§ REQUIREMENT: How many lines in the material below contain the word "cardboard"? Reply with the number alone.

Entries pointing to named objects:
******

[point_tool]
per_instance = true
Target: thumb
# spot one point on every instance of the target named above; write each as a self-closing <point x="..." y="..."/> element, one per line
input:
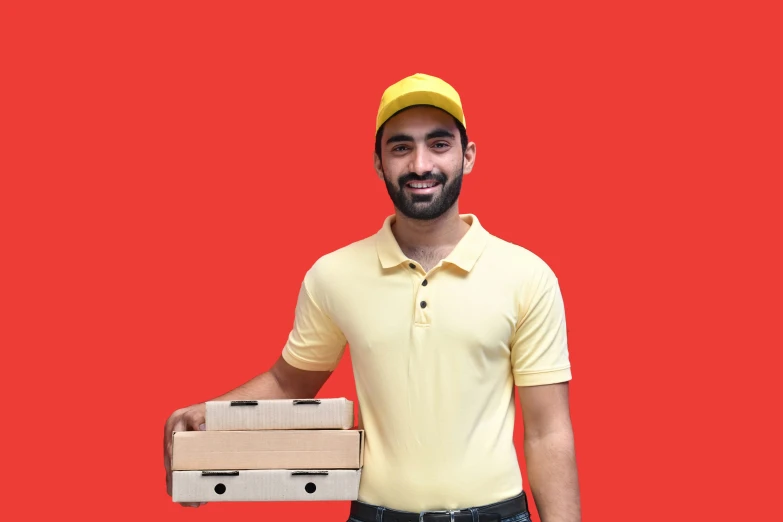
<point x="195" y="421"/>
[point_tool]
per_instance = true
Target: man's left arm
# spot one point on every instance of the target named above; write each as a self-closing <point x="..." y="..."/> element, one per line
<point x="542" y="370"/>
<point x="549" y="451"/>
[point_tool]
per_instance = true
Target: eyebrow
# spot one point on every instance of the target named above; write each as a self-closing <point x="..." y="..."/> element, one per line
<point x="437" y="133"/>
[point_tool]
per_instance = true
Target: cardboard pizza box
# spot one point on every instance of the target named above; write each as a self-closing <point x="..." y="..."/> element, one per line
<point x="275" y="485"/>
<point x="280" y="414"/>
<point x="267" y="449"/>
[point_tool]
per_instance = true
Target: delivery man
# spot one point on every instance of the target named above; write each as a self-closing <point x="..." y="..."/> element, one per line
<point x="445" y="321"/>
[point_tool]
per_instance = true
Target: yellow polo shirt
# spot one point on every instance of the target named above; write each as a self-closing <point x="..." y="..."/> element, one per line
<point x="435" y="358"/>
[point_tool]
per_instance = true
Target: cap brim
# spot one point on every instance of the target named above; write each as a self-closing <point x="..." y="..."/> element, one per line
<point x="434" y="99"/>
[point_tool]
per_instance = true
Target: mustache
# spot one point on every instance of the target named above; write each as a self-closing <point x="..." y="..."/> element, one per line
<point x="412" y="176"/>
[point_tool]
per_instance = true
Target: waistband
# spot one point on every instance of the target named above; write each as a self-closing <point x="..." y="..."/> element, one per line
<point x="487" y="513"/>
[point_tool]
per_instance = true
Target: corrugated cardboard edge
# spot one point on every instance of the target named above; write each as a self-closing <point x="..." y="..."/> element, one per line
<point x="361" y="448"/>
<point x="348" y="420"/>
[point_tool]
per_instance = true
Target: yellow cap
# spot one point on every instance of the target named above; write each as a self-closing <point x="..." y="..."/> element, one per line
<point x="419" y="89"/>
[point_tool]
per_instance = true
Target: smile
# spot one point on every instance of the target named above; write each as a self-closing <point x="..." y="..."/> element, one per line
<point x="422" y="184"/>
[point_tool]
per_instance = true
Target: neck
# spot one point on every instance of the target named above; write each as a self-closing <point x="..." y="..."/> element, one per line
<point x="442" y="231"/>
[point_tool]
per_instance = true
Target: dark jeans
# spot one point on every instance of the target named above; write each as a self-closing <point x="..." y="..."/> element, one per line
<point x="520" y="517"/>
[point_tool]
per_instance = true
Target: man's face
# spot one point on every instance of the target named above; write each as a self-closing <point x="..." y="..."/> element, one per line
<point x="422" y="162"/>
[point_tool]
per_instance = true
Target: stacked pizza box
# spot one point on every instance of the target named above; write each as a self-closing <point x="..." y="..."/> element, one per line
<point x="270" y="450"/>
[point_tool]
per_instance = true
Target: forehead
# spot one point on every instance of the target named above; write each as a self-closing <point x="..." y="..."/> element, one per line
<point x="421" y="119"/>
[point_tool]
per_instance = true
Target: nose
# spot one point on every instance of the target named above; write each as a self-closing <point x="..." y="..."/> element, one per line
<point x="421" y="161"/>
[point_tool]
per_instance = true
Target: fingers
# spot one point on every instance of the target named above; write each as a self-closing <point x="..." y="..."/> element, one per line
<point x="178" y="424"/>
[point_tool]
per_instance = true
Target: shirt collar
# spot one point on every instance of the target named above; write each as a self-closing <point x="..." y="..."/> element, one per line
<point x="464" y="255"/>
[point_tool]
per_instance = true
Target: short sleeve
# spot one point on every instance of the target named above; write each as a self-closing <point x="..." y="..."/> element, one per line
<point x="315" y="342"/>
<point x="539" y="347"/>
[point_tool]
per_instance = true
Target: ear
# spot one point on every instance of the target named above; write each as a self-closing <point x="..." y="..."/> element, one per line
<point x="469" y="158"/>
<point x="378" y="165"/>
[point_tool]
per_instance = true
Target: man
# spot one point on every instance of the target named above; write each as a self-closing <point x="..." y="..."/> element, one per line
<point x="443" y="320"/>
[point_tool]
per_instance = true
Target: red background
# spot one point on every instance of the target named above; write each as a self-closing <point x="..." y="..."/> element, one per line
<point x="170" y="170"/>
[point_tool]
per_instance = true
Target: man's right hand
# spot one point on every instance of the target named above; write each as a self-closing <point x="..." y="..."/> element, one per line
<point x="191" y="418"/>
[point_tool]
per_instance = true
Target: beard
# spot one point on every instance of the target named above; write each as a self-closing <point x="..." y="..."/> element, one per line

******

§ FINAL ANSWER: 2